- **TASK LIST**:
(a) According to the AI safety overview, which book made alignment work intellectually respectable, and in what year did it appear?
(b) Repeat everything in the AI safety overview from "AI Safety /" down to "into operational programs.".

- **EXCERPTED PASSAGE**:
* * * *

AI Safety / Alignment
The discipline of trying to prevent the universe's largest unintended consequence.
Kernel
AI safety is the technical-philosophical field built around the proposition that systems much smarter than humans, if pursued without solving alignment first, plausibly end the human project. The field has three substantively distinct schools — MIRI/Yudkowskian doom, Anthropic/empirical interpretability, and OpenAI/practical-deployment safety — that share the framing but disagree fundamentally on tractability, timelines, and whether to slow down.
Origins
Yudkowsky's early-2000s SIAI/MIRI work formalizes the alignment-as-research-program move. Bostrom's Superintelligence (2014) makes it intellectually respectable. The 2015 founding of OpenAI as a "safety-first" lab and the 2021 founding of Anthropic split the field into operational programs.

* * * *

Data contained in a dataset
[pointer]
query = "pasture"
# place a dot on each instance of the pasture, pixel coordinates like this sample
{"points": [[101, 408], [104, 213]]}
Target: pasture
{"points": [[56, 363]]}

* * * *

- **RESPONSES PER TASK**:
(a) Bostrom's Superintelligence, in 2014.

(b)
AI Safety / Alignment
The discipline of trying to prevent the universe's largest unintended consequence.
Kernel
AI safety is the technical-philosophical field built around the proposition that systems much smarter than humans, if pursued without solving alignment first, plausibly end the human project. The field has three substantively distinct schools — MIRI/Yudkowskian doom, Anthropic/empirical interpretability, and OpenAI/practical-deployment safety — that share the framing but disagree fundamentally on tractability, timelines, and whether to slow down.
Origins
Yudkowsky's early-2000s SIAI/MIRI work formalizes the alignment-as-research-program move. Bostrom's Superintelligence (2014) makes it intellectually respectable. The 2015 founding of OpenAI as a "safety-first" lab and the 2021 founding of Anthropic split the field into operational programs.